• TASK GOAL
Transcribe every record exactly.

Top of ENTRIES SHOWN

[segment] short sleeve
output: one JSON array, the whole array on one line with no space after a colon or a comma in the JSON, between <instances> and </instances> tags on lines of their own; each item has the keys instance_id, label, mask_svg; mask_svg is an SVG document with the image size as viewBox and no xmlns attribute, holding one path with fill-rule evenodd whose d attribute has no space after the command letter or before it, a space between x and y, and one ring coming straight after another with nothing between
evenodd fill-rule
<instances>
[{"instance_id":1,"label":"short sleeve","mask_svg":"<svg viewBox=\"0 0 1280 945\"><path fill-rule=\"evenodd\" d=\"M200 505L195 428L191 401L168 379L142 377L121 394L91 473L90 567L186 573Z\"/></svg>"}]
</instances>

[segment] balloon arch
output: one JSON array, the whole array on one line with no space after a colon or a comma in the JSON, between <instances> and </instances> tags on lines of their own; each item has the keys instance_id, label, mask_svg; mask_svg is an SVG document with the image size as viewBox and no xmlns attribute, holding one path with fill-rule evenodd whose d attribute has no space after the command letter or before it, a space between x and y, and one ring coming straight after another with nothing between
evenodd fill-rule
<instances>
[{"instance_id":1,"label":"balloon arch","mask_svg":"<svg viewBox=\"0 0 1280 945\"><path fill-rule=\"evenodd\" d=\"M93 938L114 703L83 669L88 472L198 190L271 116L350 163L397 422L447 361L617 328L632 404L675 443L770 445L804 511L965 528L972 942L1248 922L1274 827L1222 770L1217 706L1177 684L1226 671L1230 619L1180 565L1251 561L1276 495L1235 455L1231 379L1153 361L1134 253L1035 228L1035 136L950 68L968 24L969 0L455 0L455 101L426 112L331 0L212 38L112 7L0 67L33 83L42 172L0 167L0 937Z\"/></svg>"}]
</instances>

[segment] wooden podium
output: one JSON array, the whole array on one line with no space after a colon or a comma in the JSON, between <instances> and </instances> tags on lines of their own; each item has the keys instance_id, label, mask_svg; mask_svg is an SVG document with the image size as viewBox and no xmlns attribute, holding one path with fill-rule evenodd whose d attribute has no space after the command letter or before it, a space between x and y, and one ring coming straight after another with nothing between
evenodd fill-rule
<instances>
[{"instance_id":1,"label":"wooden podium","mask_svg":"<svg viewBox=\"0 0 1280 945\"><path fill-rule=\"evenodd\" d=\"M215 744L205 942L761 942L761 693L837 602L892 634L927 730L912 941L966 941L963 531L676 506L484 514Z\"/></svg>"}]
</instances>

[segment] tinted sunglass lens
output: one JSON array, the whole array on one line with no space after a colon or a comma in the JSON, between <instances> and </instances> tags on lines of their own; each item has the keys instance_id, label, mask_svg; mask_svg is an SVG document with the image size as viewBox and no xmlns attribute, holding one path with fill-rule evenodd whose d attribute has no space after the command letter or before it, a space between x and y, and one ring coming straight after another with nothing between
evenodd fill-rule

Bottom of ENTRIES SHOWN

• ANSWER TO THE PROBLEM
[segment] short sleeve
output: one JSON array, the whole array on one line with no space after a colon or a comma in the JSON, between <instances> and </instances> tags on lines of their own; each item has the keys instance_id, label, mask_svg; mask_svg is an SVG document with the image size as viewBox and no xmlns attribute, holding one path with fill-rule evenodd whose d attribute has no space after the command letter or before it, a space between x and y, and one ring coming straight after another with nothing between
evenodd fill-rule
<instances>
[{"instance_id":1,"label":"short sleeve","mask_svg":"<svg viewBox=\"0 0 1280 945\"><path fill-rule=\"evenodd\" d=\"M200 505L195 428L191 401L168 379L142 377L121 394L91 473L90 567L186 573Z\"/></svg>"}]
</instances>

[segment] balloon arch
output: one JSON array, the whole array on one line with no space after a colon or a comma in the JSON, between <instances> and </instances> tags on lines of their own; each item has the keys instance_id, label, mask_svg; mask_svg is an SVG document with the image size as viewBox and no xmlns attribute, holding one path with fill-rule evenodd whose d attribute has no space after the command letter or before it, a space between x and y, and one ring coming straight after another with nothing between
evenodd fill-rule
<instances>
[{"instance_id":1,"label":"balloon arch","mask_svg":"<svg viewBox=\"0 0 1280 945\"><path fill-rule=\"evenodd\" d=\"M93 938L114 703L83 669L88 472L198 190L271 116L350 163L397 422L447 361L617 328L632 404L675 443L770 445L804 511L965 528L972 942L1248 922L1274 827L1222 770L1217 706L1177 684L1226 671L1230 619L1180 565L1251 561L1276 495L1235 455L1231 379L1153 361L1134 253L1035 228L1035 136L950 68L968 24L969 0L455 0L455 101L426 112L331 0L212 38L112 7L0 67L33 83L42 172L0 167L0 937Z\"/></svg>"}]
</instances>

[segment] wooden podium
output: one JSON array, the whole array on one line with no space after a colon or a comma in the JSON, between <instances> and </instances> tags on lines of their own; each item has the keys instance_id, label, mask_svg; mask_svg is an SVG document with the image size as viewBox and no xmlns attribute, holding one path with fill-rule evenodd whose d attribute has no space after the command letter or before it, a space between x and y, and one ring coming straight after another with nothing between
evenodd fill-rule
<instances>
[{"instance_id":1,"label":"wooden podium","mask_svg":"<svg viewBox=\"0 0 1280 945\"><path fill-rule=\"evenodd\" d=\"M215 744L205 942L761 942L761 693L837 602L892 634L927 730L912 941L966 941L963 531L676 506L484 514Z\"/></svg>"}]
</instances>

[segment] tinted sunglass lens
output: one JSON array, the whole array on one line with no space after a colon or a comma in the JSON, between <instances> and </instances> tags on lines of their own; each item has the keys instance_id, label, mask_svg; mask_svg is an SVG document with the image size as viewBox and no xmlns attribute, holding one path with fill-rule evenodd whose d attribute has no space after the command letter or before it, a space between x and y, and one ring coming straight after another with nothing between
evenodd fill-rule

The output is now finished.